(Segmentation mask data)
[Start of Attachment]
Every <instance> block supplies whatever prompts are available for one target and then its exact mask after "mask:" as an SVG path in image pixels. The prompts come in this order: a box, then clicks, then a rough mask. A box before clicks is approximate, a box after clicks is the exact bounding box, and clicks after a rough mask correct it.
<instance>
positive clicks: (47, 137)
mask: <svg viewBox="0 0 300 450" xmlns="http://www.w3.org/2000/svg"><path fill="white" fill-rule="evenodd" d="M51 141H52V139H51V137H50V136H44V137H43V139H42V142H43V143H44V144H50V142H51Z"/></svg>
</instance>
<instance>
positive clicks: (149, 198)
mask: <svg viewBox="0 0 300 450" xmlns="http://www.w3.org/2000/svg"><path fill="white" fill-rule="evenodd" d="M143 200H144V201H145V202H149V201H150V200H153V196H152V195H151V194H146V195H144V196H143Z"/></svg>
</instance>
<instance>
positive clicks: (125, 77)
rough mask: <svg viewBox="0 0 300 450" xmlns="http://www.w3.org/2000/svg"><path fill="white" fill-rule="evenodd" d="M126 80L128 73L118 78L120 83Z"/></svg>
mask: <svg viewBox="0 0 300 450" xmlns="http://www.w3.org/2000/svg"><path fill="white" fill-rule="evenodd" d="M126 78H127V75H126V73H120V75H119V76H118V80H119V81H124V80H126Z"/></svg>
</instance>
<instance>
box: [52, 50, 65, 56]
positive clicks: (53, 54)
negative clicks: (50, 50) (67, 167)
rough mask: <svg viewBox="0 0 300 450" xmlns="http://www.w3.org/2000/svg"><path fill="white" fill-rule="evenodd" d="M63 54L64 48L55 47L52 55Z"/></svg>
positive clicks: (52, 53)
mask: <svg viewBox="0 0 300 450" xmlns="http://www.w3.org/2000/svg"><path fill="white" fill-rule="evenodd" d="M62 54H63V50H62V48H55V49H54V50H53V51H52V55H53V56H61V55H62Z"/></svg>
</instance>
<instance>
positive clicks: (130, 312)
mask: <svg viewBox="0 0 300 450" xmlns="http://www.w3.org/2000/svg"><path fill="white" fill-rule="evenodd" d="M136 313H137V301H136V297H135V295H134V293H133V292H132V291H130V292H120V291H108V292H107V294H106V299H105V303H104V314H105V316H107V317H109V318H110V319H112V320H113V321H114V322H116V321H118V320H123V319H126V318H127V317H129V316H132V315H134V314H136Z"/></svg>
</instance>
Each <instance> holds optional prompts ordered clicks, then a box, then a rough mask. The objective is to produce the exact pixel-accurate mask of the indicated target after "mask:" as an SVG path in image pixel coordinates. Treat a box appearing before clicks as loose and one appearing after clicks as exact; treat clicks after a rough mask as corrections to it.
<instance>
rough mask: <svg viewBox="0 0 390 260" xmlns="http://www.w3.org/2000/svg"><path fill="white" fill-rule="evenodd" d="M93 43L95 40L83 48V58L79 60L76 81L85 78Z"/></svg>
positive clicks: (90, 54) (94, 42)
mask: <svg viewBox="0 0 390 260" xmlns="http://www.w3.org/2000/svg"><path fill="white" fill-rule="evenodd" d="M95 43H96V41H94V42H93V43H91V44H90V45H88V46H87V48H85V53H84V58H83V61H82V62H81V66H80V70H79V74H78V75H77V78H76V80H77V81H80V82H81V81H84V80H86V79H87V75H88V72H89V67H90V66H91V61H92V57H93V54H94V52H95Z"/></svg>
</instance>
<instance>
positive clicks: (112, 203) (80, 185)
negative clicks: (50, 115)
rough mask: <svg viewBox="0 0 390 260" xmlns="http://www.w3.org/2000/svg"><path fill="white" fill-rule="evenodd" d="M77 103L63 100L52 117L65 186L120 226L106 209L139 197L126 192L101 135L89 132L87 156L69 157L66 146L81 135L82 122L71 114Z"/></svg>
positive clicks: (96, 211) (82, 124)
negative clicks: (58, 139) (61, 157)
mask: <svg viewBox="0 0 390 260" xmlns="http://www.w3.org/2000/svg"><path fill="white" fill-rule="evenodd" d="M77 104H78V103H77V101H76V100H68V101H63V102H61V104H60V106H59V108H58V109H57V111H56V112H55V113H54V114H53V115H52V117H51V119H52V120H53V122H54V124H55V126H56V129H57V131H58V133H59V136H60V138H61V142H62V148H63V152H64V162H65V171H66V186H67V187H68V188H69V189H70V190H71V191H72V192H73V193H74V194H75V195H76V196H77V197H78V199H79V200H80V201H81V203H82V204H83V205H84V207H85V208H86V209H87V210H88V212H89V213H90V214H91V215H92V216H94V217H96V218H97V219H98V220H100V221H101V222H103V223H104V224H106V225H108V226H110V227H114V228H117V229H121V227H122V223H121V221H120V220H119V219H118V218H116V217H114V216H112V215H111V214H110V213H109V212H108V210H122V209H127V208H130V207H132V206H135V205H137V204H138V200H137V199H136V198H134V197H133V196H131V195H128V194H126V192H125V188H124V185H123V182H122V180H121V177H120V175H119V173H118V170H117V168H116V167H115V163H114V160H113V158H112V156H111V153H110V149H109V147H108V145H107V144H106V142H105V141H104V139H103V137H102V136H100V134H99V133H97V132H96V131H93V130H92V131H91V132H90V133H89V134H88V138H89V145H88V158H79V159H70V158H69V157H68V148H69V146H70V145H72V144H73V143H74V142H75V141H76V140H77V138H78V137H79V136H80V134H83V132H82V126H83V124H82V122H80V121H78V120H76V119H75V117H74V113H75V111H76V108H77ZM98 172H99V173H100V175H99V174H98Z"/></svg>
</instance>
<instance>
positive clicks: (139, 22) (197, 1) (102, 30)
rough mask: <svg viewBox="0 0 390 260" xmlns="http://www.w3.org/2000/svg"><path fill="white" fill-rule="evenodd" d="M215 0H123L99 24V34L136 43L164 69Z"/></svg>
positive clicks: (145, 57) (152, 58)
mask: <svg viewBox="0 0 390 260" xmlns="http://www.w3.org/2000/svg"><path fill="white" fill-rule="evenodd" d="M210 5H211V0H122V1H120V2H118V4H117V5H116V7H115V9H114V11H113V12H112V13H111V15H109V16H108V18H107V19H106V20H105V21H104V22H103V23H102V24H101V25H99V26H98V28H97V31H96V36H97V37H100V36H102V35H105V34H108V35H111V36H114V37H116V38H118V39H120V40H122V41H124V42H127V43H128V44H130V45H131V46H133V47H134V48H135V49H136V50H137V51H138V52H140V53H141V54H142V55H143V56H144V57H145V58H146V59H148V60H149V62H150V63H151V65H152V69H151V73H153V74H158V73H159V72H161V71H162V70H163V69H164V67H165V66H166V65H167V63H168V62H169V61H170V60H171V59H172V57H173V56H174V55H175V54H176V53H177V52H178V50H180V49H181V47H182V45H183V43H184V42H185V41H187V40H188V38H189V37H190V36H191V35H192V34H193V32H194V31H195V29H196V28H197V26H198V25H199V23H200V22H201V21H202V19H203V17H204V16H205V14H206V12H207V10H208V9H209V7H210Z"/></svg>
[End of Attachment]
# Problem details
From the first line to the last, copy every record exactly.

# Solution for this problem
Every <instance> block supplies whatever prompts are available for one target and then its exact mask after "mask:" as an SVG path in image pixels. The prompts come in this order: a box, then clicks, then a rough mask. A box before clicks is approximate, a box after clicks is the exact bounding box, and clicks after a rough mask correct it.
<instance>
positive clicks: (47, 137)
mask: <svg viewBox="0 0 300 450" xmlns="http://www.w3.org/2000/svg"><path fill="white" fill-rule="evenodd" d="M51 141H52V139H51V137H50V136H44V137H43V139H42V142H43V143H44V144H50V142H51Z"/></svg>
</instance>
<instance>
positive clicks: (149, 198)
mask: <svg viewBox="0 0 300 450" xmlns="http://www.w3.org/2000/svg"><path fill="white" fill-rule="evenodd" d="M143 200H144V201H145V202H149V201H150V200H153V196H152V195H151V194H146V195H144V196H143Z"/></svg>
</instance>
<instance>
positive clicks: (125, 77)
rough mask: <svg viewBox="0 0 300 450" xmlns="http://www.w3.org/2000/svg"><path fill="white" fill-rule="evenodd" d="M126 80L128 73L118 78L120 83Z"/></svg>
mask: <svg viewBox="0 0 300 450" xmlns="http://www.w3.org/2000/svg"><path fill="white" fill-rule="evenodd" d="M126 78H127V75H126V73H120V75H119V76H118V80H119V81H124V80H126Z"/></svg>
</instance>
<instance>
box: [52, 50, 65, 56]
positive clicks: (53, 54)
negative clicks: (50, 50) (67, 167)
rough mask: <svg viewBox="0 0 300 450" xmlns="http://www.w3.org/2000/svg"><path fill="white" fill-rule="evenodd" d="M63 54L64 48L55 47L52 55Z"/></svg>
positive clicks: (52, 53)
mask: <svg viewBox="0 0 300 450" xmlns="http://www.w3.org/2000/svg"><path fill="white" fill-rule="evenodd" d="M62 54H63V50H62V48H55V49H54V50H53V51H52V55H53V56H61V55H62Z"/></svg>
</instance>
<instance>
positive clicks: (130, 312)
mask: <svg viewBox="0 0 300 450" xmlns="http://www.w3.org/2000/svg"><path fill="white" fill-rule="evenodd" d="M136 313H137V301H136V297H135V295H134V293H133V292H132V291H130V292H120V291H108V292H107V294H106V299H105V303H104V314H105V316H107V317H109V318H110V319H112V320H113V321H114V322H116V321H118V320H123V319H126V318H127V317H129V316H132V315H134V314H136Z"/></svg>
</instance>
Each <instance> holds optional prompts ordered clicks, then a box, then a rough mask. The objective is to produce the exact pixel-accurate mask of the indicated target after "mask:" as an SVG path in image pixel coordinates. Treat a box appearing before clicks as loose and one appearing after clicks as exact; treat clicks after a rough mask as corrections to it.
<instance>
rough mask: <svg viewBox="0 0 390 260" xmlns="http://www.w3.org/2000/svg"><path fill="white" fill-rule="evenodd" d="M93 43L95 40L83 48V58L79 60L76 81L85 78Z"/></svg>
positive clicks: (90, 54) (94, 42)
mask: <svg viewBox="0 0 390 260" xmlns="http://www.w3.org/2000/svg"><path fill="white" fill-rule="evenodd" d="M95 43H96V41H94V42H93V43H91V44H90V45H88V46H87V48H85V53H84V58H83V61H82V62H81V66H80V70H79V74H78V75H77V78H76V80H77V81H80V82H81V81H84V80H86V79H87V75H88V72H89V67H90V66H91V61H92V57H93V54H94V52H95Z"/></svg>
</instance>
<instance>
positive clicks: (112, 203) (80, 185)
negative clicks: (50, 115)
rough mask: <svg viewBox="0 0 390 260" xmlns="http://www.w3.org/2000/svg"><path fill="white" fill-rule="evenodd" d="M77 103L63 100L52 117L65 186L120 226L106 209L139 197L126 192L101 135L89 132L87 156L69 157L66 146L81 135L82 122L71 114Z"/></svg>
positive clicks: (96, 211) (82, 124)
negative clicks: (58, 139) (61, 157)
mask: <svg viewBox="0 0 390 260" xmlns="http://www.w3.org/2000/svg"><path fill="white" fill-rule="evenodd" d="M77 104H78V103H77V101H76V100H68V101H63V102H61V104H60V106H59V108H58V109H57V111H56V112H55V113H54V114H53V115H52V117H51V119H52V120H53V122H54V124H55V126H56V129H57V131H58V133H59V136H60V138H61V142H62V148H63V152H64V162H65V171H66V186H67V187H68V188H69V189H70V190H71V191H72V192H73V193H74V194H75V195H76V196H77V197H78V199H79V200H80V201H81V203H82V204H83V205H84V207H85V208H86V209H87V210H88V212H89V213H90V214H91V215H92V216H94V217H96V218H97V219H98V220H100V221H101V222H103V223H104V224H106V225H108V226H110V227H114V228H117V229H121V227H122V223H121V221H120V220H119V219H118V218H116V217H114V216H112V215H111V214H110V213H109V212H108V210H122V209H127V208H130V207H132V206H135V205H137V204H138V200H137V199H136V198H134V197H133V196H131V195H128V194H126V192H125V188H124V185H123V182H122V180H121V177H120V175H119V173H118V170H117V168H116V167H115V163H114V160H113V158H112V156H111V153H110V149H109V147H108V145H107V144H106V142H105V141H104V139H103V137H102V136H100V134H99V133H97V132H96V131H93V130H92V131H91V132H90V133H89V134H88V138H89V145H88V158H79V159H70V158H69V157H68V148H69V146H70V145H72V144H73V143H74V142H75V141H76V140H77V138H78V137H79V136H80V134H83V132H82V126H83V124H82V122H80V121H78V120H76V119H75V117H74V113H75V111H76V108H77ZM98 172H99V173H100V175H99V174H98Z"/></svg>
</instance>
<instance>
positive clicks: (139, 22) (197, 1) (102, 30)
rough mask: <svg viewBox="0 0 390 260" xmlns="http://www.w3.org/2000/svg"><path fill="white" fill-rule="evenodd" d="M215 0H123L99 24V34L136 43L164 69Z"/></svg>
positive clicks: (145, 57) (152, 58)
mask: <svg viewBox="0 0 390 260" xmlns="http://www.w3.org/2000/svg"><path fill="white" fill-rule="evenodd" d="M210 5H211V0H122V1H120V2H118V4H117V5H116V7H115V9H114V11H113V12H112V13H111V15H109V16H108V18H107V19H106V20H105V21H104V22H103V23H102V24H101V25H99V26H98V28H97V31H96V36H97V37H100V36H102V35H105V34H108V35H111V36H114V37H116V38H118V39H120V40H122V41H124V42H127V43H128V44H130V45H131V46H133V47H134V48H135V49H136V50H137V51H138V52H140V53H141V54H142V55H143V56H144V57H145V58H146V59H148V60H149V62H150V63H151V65H152V69H151V73H153V74H158V73H159V72H161V71H162V70H163V69H164V67H165V66H166V65H167V63H168V62H169V61H170V60H171V59H172V57H173V56H174V55H175V54H176V53H177V52H178V50H180V49H181V47H182V45H183V43H184V42H185V41H187V40H188V38H189V37H190V36H191V35H192V34H193V32H194V31H195V29H196V28H197V26H198V25H199V23H200V22H201V21H202V19H203V17H204V16H205V14H206V12H207V10H208V9H209V7H210Z"/></svg>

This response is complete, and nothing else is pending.